◆ Job ◆
Pull out every line in the rows below that contains the string "yellow", and copy each one unchanged.

Pointing and labeling entries
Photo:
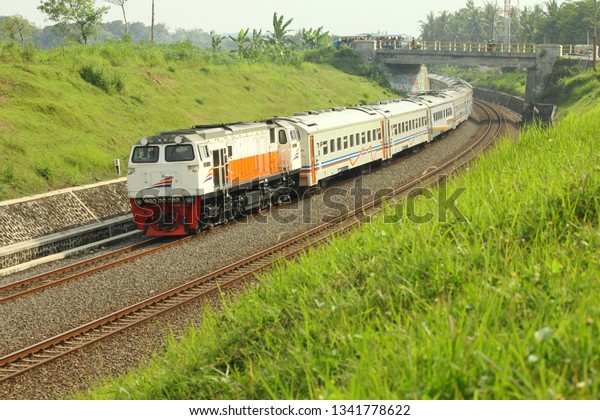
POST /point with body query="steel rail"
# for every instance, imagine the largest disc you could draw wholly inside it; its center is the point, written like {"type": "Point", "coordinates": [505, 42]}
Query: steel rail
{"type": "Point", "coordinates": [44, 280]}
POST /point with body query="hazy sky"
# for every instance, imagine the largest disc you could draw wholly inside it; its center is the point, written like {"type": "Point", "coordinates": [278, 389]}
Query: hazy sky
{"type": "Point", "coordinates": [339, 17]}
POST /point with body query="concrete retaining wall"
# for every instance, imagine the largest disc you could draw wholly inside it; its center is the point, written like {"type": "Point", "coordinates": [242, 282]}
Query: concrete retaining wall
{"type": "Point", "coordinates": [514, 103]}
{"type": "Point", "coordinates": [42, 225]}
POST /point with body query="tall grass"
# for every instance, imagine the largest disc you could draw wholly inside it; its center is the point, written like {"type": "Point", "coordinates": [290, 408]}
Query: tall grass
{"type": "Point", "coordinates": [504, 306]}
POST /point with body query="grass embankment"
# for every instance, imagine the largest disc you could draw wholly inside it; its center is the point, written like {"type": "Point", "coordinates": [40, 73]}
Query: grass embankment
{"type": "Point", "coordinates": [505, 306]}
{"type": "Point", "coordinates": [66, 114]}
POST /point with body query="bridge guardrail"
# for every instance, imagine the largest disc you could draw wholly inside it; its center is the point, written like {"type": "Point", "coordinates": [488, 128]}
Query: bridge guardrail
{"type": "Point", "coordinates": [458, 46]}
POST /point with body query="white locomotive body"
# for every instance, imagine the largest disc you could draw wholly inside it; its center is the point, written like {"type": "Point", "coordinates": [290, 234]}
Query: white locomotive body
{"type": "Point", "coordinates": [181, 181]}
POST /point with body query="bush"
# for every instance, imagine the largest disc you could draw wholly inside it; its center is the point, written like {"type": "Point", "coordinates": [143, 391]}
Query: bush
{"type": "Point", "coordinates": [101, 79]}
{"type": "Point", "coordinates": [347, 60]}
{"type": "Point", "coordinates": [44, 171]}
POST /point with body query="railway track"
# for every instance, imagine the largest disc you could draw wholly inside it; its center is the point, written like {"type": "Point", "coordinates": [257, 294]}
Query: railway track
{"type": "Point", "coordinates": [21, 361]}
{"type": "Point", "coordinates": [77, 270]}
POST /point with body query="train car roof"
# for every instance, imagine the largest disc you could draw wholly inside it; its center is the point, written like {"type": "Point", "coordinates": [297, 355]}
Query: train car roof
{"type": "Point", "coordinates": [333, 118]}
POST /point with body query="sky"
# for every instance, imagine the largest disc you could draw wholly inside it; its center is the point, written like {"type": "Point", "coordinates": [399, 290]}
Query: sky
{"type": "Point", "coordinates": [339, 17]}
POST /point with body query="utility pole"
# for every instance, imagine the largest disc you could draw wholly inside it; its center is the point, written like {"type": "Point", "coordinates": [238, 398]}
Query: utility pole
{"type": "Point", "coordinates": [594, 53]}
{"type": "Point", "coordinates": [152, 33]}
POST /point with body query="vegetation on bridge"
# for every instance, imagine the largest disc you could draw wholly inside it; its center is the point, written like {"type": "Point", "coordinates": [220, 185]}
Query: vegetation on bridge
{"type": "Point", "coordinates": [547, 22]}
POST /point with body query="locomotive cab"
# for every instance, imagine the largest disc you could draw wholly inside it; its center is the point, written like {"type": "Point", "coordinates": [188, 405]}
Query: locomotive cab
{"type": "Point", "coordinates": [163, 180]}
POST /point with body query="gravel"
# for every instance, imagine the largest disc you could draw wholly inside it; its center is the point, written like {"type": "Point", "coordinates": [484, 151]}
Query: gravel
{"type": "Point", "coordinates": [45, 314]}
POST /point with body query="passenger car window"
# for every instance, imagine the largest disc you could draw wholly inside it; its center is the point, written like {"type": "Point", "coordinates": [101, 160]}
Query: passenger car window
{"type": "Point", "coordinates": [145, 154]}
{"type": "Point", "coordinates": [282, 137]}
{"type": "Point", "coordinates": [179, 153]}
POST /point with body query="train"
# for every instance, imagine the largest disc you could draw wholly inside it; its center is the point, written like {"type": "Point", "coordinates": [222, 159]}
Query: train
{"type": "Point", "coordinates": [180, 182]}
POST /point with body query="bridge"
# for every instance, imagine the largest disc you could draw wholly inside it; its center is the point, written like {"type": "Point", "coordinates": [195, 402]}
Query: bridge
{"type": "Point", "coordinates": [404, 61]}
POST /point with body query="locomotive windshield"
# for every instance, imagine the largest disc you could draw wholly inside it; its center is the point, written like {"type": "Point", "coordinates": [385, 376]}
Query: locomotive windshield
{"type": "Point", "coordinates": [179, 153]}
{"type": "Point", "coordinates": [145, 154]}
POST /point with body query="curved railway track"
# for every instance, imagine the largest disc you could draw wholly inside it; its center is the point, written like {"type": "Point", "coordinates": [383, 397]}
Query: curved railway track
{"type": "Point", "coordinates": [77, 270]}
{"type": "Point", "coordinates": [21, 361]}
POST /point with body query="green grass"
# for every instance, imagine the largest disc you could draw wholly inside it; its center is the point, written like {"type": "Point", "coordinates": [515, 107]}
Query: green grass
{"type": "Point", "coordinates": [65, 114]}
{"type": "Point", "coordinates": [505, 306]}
* * *
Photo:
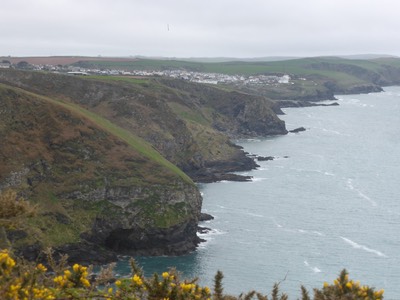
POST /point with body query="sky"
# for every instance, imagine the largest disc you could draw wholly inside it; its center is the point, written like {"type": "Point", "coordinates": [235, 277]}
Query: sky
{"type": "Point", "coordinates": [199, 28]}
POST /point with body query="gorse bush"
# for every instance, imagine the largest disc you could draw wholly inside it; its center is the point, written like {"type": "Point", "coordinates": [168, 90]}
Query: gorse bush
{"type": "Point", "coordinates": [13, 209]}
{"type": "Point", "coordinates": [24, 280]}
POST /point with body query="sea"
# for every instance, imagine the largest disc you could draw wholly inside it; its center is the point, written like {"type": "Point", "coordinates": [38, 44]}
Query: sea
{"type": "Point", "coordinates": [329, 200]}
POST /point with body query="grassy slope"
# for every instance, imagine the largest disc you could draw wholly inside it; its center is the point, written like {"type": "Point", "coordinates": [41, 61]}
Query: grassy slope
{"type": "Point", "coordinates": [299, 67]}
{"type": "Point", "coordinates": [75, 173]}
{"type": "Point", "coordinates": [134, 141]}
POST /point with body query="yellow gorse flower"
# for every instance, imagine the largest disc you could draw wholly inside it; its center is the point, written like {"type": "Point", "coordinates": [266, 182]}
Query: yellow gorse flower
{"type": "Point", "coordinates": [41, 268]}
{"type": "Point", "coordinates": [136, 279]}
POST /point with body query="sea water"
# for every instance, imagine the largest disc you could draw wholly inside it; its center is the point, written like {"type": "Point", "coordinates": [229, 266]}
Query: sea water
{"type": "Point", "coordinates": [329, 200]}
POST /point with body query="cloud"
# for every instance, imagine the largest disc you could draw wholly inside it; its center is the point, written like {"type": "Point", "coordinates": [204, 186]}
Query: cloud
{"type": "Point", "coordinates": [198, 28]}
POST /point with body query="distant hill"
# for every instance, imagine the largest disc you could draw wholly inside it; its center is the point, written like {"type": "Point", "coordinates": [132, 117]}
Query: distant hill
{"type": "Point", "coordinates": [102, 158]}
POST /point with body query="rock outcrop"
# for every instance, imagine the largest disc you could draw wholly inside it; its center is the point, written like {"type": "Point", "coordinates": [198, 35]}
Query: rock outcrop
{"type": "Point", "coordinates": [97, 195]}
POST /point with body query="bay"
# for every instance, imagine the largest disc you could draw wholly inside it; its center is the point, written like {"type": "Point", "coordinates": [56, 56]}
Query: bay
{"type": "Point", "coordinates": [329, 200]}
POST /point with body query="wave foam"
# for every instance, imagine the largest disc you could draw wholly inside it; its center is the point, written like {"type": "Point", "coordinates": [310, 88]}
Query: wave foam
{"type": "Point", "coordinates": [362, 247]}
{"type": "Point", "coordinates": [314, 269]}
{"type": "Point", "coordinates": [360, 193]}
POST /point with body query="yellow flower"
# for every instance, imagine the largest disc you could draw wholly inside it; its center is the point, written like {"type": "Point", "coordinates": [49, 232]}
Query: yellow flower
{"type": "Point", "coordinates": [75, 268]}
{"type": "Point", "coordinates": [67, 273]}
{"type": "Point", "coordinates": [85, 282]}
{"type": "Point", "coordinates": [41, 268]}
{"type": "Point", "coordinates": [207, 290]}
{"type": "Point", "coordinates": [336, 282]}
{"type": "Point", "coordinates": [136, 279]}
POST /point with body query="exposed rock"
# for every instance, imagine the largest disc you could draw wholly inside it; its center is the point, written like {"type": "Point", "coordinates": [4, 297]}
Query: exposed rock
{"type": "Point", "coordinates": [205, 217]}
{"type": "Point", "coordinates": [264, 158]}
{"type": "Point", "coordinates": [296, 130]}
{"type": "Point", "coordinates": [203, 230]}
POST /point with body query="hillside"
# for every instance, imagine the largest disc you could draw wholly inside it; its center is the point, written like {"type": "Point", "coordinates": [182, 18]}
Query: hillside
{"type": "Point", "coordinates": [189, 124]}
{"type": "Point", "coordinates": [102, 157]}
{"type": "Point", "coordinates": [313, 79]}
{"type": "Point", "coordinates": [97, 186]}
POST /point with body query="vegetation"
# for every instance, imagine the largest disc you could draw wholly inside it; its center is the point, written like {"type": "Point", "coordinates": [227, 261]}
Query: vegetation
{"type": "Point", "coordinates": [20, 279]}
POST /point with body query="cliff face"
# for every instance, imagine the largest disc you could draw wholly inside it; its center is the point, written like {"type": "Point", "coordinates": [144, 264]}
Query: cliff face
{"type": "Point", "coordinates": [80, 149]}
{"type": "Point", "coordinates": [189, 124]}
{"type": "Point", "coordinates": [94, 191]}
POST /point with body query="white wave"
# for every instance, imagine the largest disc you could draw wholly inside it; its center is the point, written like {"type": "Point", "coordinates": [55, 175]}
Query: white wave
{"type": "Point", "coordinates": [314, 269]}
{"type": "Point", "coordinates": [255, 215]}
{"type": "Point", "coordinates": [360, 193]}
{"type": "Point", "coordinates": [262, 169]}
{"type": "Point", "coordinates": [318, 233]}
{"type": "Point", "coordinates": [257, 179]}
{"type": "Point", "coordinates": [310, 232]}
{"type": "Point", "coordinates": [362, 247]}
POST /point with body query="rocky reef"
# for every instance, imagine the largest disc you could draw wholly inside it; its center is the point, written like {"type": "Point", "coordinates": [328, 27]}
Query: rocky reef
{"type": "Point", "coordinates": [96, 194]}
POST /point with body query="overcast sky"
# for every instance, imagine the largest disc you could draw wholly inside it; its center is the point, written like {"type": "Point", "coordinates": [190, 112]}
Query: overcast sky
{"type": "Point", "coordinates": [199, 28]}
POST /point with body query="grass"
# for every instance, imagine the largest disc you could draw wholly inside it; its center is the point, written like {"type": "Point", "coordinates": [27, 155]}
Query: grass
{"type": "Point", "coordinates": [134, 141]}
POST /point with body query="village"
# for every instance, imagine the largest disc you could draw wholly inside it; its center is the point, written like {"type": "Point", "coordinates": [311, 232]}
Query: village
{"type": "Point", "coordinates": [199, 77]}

◆ Answer for this exercise ◆
POST /point with body query="yellow gorse flower"
Query: yellow gorse flower
POST /point with body query="yellow flower"
Query: yellow flower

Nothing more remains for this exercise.